## What is required
Repeat the items below word for word, from the line with "Target: distant mountain slope" to the line with "column 224, row 46", including both of those lines.

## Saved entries
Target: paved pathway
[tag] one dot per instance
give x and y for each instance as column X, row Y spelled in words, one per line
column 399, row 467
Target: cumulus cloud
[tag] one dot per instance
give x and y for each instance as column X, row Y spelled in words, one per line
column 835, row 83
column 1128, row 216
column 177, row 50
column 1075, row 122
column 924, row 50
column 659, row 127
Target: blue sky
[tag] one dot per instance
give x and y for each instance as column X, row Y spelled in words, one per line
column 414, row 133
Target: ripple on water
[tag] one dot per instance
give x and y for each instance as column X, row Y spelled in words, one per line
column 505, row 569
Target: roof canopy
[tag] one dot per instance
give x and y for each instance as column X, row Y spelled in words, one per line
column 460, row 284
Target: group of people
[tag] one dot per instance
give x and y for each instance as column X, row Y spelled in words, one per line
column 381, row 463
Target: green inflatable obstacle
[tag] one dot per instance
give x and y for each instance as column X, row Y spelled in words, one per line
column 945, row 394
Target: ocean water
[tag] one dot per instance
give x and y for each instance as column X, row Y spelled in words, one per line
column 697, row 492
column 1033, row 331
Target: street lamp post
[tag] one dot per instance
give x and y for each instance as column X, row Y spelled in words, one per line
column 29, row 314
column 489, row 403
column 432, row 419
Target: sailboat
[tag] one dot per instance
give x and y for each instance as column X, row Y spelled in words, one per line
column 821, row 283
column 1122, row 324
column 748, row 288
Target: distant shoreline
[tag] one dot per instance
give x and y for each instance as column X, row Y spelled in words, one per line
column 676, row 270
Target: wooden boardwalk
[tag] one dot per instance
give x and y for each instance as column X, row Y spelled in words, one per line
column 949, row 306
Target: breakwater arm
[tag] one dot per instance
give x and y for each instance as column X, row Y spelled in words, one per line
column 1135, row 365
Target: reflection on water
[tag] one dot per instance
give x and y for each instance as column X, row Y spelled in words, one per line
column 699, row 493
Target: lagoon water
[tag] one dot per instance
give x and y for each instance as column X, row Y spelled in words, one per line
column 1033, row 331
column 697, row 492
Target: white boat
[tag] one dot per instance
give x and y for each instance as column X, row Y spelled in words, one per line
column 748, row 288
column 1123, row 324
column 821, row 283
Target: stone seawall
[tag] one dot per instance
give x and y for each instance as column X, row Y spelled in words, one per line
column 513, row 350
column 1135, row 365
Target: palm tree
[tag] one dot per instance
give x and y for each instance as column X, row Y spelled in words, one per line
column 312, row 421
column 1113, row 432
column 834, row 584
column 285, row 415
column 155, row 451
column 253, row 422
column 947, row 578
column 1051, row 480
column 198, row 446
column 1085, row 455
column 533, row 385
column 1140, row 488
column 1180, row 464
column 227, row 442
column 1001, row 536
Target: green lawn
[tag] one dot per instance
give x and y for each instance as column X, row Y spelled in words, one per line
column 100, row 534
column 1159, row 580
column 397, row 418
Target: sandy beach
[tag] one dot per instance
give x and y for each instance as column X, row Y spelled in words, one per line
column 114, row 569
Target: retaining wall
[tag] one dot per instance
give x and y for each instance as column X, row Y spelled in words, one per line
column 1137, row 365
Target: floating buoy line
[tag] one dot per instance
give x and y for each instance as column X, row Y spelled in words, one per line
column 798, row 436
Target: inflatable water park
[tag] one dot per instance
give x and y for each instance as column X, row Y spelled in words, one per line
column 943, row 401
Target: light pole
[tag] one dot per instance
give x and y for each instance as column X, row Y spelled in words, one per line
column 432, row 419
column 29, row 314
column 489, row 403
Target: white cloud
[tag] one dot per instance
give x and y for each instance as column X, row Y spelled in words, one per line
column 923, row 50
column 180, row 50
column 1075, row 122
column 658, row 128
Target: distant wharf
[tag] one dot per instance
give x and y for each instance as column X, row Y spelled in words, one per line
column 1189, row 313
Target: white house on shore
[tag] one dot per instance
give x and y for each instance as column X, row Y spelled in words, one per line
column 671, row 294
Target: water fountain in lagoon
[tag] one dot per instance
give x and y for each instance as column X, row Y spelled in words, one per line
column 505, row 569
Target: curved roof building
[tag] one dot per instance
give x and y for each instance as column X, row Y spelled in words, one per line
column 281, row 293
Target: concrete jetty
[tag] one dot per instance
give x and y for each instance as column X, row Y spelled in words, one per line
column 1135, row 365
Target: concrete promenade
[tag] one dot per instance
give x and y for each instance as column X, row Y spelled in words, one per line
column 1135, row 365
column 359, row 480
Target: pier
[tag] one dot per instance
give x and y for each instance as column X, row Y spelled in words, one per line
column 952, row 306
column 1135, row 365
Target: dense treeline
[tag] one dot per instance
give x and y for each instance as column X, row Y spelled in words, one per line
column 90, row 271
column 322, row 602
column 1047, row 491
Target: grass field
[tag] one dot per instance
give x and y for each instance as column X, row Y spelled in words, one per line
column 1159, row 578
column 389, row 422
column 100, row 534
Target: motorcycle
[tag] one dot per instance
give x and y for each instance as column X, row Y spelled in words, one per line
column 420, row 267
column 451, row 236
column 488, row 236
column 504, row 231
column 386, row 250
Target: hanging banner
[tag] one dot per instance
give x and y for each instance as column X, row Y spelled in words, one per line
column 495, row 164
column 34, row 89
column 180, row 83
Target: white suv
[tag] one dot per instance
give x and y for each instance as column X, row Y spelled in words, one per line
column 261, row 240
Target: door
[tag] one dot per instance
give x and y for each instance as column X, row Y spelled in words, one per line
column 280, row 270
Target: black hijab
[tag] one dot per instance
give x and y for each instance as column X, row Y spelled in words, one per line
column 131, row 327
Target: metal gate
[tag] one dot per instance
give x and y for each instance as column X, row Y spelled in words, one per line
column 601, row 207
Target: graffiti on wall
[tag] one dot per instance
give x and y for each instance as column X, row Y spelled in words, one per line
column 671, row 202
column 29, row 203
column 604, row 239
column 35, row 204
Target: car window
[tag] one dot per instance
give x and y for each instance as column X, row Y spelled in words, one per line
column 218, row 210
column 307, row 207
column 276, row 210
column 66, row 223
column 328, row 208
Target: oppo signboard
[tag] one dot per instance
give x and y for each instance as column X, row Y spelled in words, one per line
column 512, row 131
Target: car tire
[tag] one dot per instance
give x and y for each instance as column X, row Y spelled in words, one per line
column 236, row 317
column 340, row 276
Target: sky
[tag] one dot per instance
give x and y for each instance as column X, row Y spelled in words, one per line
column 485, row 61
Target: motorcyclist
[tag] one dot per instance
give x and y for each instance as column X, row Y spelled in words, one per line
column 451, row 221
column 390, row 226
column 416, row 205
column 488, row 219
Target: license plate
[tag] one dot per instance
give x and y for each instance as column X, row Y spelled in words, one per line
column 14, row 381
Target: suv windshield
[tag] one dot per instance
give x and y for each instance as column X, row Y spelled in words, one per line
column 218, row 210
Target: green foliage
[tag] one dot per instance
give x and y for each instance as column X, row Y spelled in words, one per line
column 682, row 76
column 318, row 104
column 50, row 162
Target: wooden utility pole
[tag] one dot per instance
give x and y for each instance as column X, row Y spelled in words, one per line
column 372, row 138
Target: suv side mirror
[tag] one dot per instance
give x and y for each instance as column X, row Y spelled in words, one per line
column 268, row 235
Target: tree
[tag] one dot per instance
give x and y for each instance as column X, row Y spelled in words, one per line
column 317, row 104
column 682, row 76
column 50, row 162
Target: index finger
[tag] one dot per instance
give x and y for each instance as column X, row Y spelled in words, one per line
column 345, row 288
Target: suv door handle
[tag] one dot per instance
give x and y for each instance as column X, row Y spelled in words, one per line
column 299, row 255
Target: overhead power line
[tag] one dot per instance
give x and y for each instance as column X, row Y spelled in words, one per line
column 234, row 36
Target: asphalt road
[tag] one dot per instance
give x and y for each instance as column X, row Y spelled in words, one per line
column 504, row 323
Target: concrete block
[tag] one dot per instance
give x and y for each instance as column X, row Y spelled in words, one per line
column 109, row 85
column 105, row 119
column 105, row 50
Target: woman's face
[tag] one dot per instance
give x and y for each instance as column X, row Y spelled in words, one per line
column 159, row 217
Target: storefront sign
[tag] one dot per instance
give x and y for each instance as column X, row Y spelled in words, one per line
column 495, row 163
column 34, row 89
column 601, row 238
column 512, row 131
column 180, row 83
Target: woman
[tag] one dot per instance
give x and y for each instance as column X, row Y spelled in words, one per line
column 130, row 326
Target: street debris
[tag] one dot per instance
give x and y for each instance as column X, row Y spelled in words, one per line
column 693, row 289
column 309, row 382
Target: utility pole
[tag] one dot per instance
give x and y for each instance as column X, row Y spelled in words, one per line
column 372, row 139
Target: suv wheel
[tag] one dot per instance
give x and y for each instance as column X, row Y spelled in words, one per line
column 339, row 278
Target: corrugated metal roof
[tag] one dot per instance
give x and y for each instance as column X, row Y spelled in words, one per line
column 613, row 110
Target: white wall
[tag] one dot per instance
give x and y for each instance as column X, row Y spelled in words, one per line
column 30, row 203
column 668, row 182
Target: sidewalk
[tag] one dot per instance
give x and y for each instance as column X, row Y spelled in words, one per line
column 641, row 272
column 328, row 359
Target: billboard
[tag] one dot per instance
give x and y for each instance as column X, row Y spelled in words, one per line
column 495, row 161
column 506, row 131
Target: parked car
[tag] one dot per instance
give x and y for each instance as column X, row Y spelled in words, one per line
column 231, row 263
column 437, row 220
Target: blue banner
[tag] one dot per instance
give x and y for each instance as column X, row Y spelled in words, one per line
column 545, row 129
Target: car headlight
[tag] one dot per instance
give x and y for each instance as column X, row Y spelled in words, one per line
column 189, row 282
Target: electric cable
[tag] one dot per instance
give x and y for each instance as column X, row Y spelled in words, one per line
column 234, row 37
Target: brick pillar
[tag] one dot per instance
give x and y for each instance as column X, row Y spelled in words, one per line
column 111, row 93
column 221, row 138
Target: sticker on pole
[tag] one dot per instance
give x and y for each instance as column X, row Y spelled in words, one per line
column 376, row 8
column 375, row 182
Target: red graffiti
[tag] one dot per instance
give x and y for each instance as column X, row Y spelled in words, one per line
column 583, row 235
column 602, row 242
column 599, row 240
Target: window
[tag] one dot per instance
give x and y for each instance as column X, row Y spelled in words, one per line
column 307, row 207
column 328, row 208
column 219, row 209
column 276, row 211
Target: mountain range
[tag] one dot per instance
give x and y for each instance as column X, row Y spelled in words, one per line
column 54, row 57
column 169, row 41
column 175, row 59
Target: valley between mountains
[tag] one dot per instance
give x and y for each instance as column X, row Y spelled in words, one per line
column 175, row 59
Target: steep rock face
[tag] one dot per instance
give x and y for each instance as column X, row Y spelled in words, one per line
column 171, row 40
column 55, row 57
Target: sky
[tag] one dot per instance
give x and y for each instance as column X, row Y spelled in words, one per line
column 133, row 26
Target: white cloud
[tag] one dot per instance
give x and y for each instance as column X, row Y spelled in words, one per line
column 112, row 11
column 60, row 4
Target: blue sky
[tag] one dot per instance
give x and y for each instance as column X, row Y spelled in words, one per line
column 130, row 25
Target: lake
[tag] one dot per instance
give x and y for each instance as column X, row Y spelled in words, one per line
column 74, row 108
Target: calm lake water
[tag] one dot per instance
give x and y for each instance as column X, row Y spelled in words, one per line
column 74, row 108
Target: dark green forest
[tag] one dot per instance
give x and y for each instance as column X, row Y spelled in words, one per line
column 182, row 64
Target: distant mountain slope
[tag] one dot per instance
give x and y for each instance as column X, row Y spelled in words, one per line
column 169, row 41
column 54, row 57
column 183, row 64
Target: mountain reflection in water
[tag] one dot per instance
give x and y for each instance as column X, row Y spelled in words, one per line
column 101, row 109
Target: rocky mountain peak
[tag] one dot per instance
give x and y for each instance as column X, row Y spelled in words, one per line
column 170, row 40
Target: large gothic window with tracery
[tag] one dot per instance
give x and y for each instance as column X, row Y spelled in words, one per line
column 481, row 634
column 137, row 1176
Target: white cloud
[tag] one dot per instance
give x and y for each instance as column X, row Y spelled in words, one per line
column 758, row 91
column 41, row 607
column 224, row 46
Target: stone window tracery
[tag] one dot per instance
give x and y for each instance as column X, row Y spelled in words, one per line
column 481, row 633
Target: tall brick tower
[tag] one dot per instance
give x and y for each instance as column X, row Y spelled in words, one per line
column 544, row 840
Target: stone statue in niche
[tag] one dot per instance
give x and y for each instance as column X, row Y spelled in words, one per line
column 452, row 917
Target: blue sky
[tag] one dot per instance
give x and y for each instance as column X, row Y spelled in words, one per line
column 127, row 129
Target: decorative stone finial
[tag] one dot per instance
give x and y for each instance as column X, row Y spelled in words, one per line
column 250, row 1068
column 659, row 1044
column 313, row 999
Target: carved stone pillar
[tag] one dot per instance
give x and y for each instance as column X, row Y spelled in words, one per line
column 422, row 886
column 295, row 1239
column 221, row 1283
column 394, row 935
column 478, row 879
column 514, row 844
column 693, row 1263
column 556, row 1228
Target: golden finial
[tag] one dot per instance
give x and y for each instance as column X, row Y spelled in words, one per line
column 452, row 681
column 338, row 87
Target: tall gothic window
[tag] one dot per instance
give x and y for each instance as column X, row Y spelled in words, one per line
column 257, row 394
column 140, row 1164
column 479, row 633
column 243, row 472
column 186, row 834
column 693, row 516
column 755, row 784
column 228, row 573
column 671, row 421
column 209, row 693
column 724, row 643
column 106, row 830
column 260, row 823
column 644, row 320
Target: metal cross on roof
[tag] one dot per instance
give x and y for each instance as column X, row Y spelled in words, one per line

## Right answer
Target: distant mountain slope
[tag] one dot per instance
give x and y for each instance as column X, row Y spelled in words, one per line
column 169, row 41
column 54, row 57
column 183, row 64
Target: mountain reflection in water
[tag] one dot per instance
give x and y for each instance as column X, row Y spelled in words, one per line
column 101, row 109
Target: rocky mountain peak
[tag] one dot per instance
give x and y for each instance as column X, row Y spelled in words, one per line
column 170, row 40
Target: large gothic window with tracery
[tag] one dot per instance
give x and y for each instance as column X, row Y spelled in words, one per line
column 481, row 634
column 137, row 1176
Target: white cloud
[tag] one dot per instance
give x and y for each instance as column X, row Y spelled in words, one per line
column 758, row 91
column 41, row 607
column 224, row 46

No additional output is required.